> _Exercise directions_
The complete listing should be copied out exactly.

> _Material provided_
.....

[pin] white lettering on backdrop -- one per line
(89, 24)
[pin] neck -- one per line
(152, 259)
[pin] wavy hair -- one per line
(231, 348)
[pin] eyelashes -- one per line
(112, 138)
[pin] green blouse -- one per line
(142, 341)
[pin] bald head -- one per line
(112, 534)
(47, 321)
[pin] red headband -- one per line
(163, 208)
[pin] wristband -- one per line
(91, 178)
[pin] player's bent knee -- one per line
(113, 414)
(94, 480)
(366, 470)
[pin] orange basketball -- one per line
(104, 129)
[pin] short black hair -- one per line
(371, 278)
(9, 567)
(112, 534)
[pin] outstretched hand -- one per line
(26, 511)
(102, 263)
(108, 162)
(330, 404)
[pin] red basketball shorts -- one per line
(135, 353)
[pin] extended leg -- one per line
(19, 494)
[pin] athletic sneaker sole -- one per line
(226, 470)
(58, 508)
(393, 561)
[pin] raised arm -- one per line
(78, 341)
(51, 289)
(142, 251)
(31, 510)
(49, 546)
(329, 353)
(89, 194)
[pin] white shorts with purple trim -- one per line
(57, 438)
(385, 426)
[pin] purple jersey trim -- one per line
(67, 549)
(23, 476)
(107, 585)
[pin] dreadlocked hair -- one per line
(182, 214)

.....

> _Solution to this task_
[pin] white lettering on backdrop -- one per line
(89, 24)
[pin] neck -- one per line
(152, 259)
[pin] wavy hair -- one per line
(231, 348)
[pin] eyelashes -- one per line
(112, 138)
[pin] green blouse -- one per line
(142, 341)
[pin] bald head -- one per line
(112, 534)
(47, 321)
[pin] red headband -- one per line
(163, 208)
[pin] wristband -- one per line
(91, 178)
[pin] player's bent knee -- one per line
(113, 414)
(94, 480)
(366, 470)
[pin] orange basketball -- one per line
(104, 129)
[pin] short black hair -- one per line
(371, 278)
(9, 567)
(112, 534)
[pin] outstretched hand -- one per line
(26, 511)
(102, 263)
(108, 162)
(330, 404)
[pin] red basketball shorts -- one per line
(135, 353)
[pin] extended leg -- one per line
(19, 494)
[pin] athletic sneaker sole -- one per line
(226, 470)
(58, 508)
(393, 561)
[pin] raised arm -- one per line
(78, 341)
(51, 289)
(142, 251)
(31, 510)
(49, 546)
(329, 353)
(89, 194)
[pin] white shorts with purple trim -- one per line
(57, 438)
(385, 426)
[pin] purple jersey trim -- one per line
(67, 549)
(23, 476)
(107, 585)
[pin] dreadlocked hair -- one per line
(182, 214)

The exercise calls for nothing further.